Objective: Please render every line of the data below as a Markdown table with two columns, Row for the row number and Line for the line, skipping blank lines and leaving out the pictures.

Stored records:
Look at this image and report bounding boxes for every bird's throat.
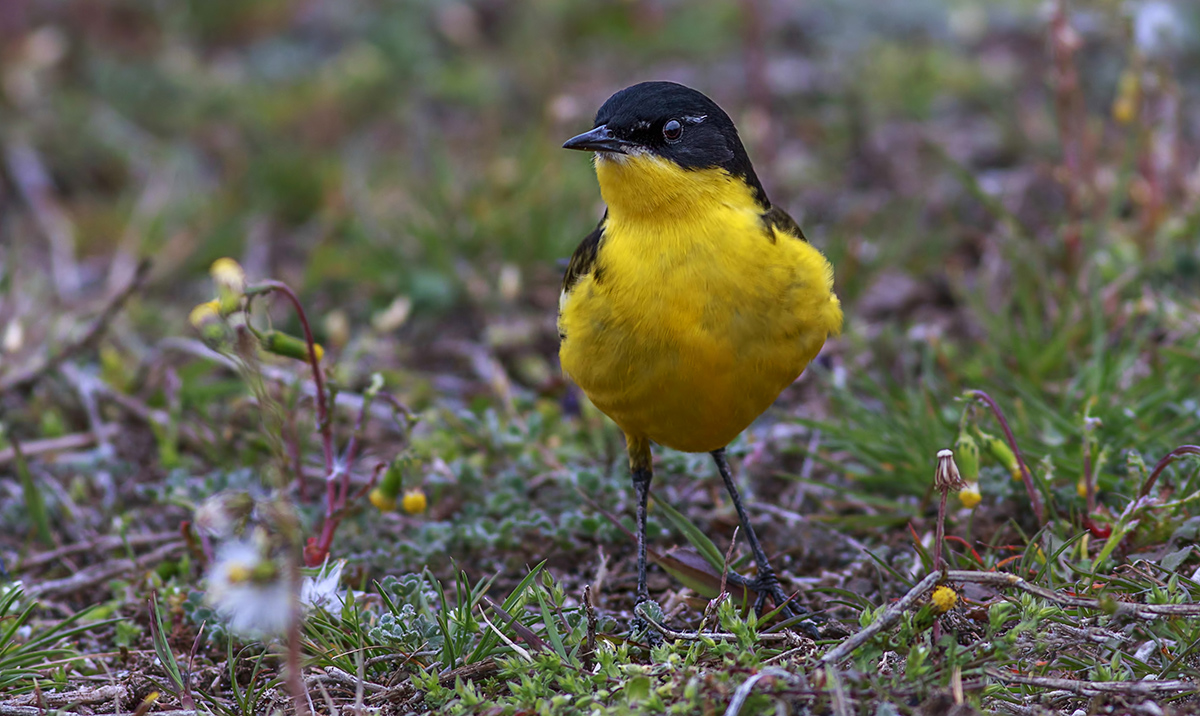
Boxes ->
[595,152,757,221]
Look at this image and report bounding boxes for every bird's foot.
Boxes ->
[748,572,821,639]
[629,598,662,649]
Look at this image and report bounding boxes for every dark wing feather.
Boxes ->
[563,213,608,293]
[762,206,808,241]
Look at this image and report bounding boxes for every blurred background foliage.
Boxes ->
[0,0,1200,513]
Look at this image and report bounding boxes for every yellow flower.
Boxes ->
[367,487,396,512]
[187,301,221,331]
[400,487,430,515]
[929,584,959,614]
[959,482,983,510]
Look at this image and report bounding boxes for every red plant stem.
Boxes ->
[1084,435,1096,515]
[967,390,1046,525]
[260,281,334,474]
[934,489,949,570]
[1138,445,1200,498]
[258,281,338,563]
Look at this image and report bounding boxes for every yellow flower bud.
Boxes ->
[209,258,246,315]
[263,331,325,362]
[187,301,226,344]
[959,482,983,510]
[209,258,246,294]
[400,487,430,515]
[929,584,959,614]
[1112,70,1141,125]
[226,564,251,584]
[954,431,979,482]
[367,487,396,512]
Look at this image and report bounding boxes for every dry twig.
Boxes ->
[0,261,150,393]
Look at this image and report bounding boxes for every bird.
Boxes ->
[557,82,842,628]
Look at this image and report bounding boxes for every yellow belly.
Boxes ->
[559,181,841,452]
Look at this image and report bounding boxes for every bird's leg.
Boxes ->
[625,435,662,644]
[713,447,803,618]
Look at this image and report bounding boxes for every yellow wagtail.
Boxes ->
[558,82,841,615]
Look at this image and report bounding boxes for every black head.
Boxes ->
[563,82,769,206]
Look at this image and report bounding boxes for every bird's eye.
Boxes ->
[662,120,683,143]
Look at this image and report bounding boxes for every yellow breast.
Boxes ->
[559,155,841,452]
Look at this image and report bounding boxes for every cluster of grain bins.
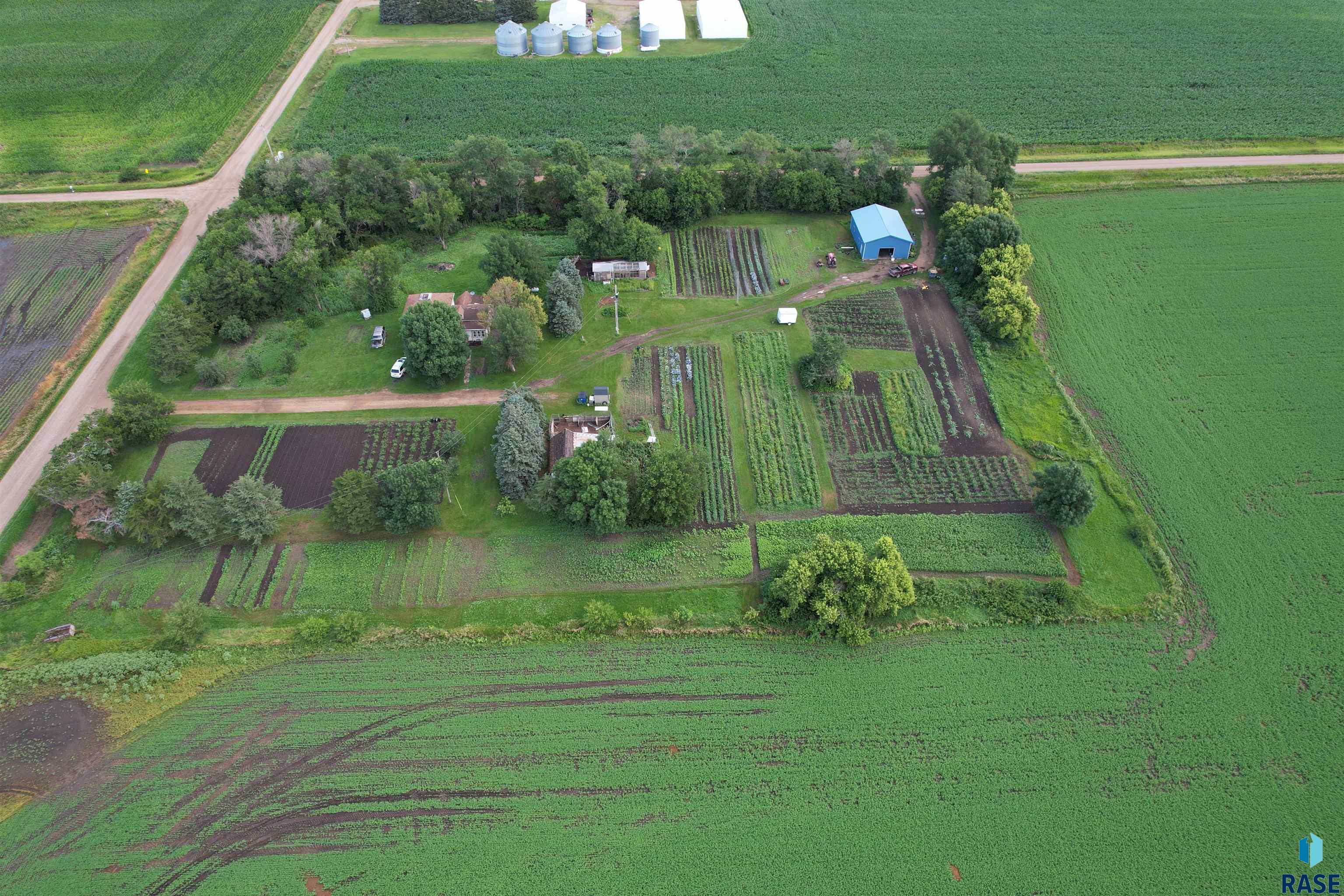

Final result:
| Row | Line |
|---|---|
| 1 | Look at this image and report bounding boxes for every bird's throat. |
| 2 | Boxes -> |
| 3 | [595,152,757,221] |
| 4 | Look at this image and report bounding boxes for every bird's foot. |
| 5 | Boxes -> |
| 6 | [748,572,821,639] |
| 7 | [629,598,662,649] |
| 8 | Look at this image and report bounding boxes for every dark wing feather. |
| 9 | Boxes -> |
| 10 | [563,213,608,293] |
| 11 | [762,206,808,241] |
| 12 | Look at this image and report bounding boxes for every blurred background foliage. |
| 13 | Boxes -> |
| 14 | [0,0,1200,513] |
| 15 | Look at this image and report bounding boxes for every yellow flower. |
| 16 | Boxes -> |
| 17 | [367,487,396,512] |
| 18 | [187,301,221,331] |
| 19 | [400,487,430,515] |
| 20 | [929,584,959,614] |
| 21 | [959,482,983,510] |
| 22 | Look at this image and report bounding boxes for every red plant stem. |
| 23 | Boxes -> |
| 24 | [1084,435,1096,515] |
| 25 | [967,390,1046,525] |
| 26 | [260,281,334,474] |
| 27 | [934,489,949,570] |
| 28 | [1138,445,1200,498] |
| 29 | [258,281,338,563] |
| 30 | Look at this image and report bounding boxes for every yellow flower bud. |
| 31 | Boxes -> |
| 32 | [209,258,246,315] |
| 33 | [263,331,325,362] |
| 34 | [187,301,226,344] |
| 35 | [959,482,983,510] |
| 36 | [209,258,246,294] |
| 37 | [400,487,430,515] |
| 38 | [929,584,959,614] |
| 39 | [1112,70,1141,125] |
| 40 | [226,564,251,584] |
| 41 | [954,431,979,482] |
| 42 | [367,487,396,512] |
| 43 | Look at this image and report bounding boxes for every dry twig. |
| 44 | Boxes -> |
| 45 | [0,261,150,393] |
| 46 | Look at this image and report bounding boxes for every bird. |
| 47 | Boxes -> |
| 48 | [557,82,842,628] |
| 49 | Look at this image and report bounding boxes for every yellow belly. |
| 50 | Boxes -> |
| 51 | [559,181,841,452] |
| 52 | Look at this image and report bounding boxes for every bird's leg. |
| 53 | Boxes -> |
| 54 | [625,435,662,644] |
| 55 | [713,447,803,618] |
| 56 | Look at this image and report bounding boxes for every yellow wagtail. |
| 57 | Boxes -> |
| 58 | [558,82,841,615] |
| 59 | Look at this image and report bounding boxes for every black head. |
| 60 | Boxes -> |
| 61 | [563,82,769,206] |
| 62 | Look at this image and report bounding boxes for every bird's eye. |
| 63 | Boxes -> |
| 64 | [662,120,683,143] |
| 65 | Look at this image and report bounding boxes for every yellow breast. |
| 66 | Boxes -> |
| 67 | [559,155,841,452] |
| 68 | Look at this image and report bounding boxes for every cluster of grain bins. |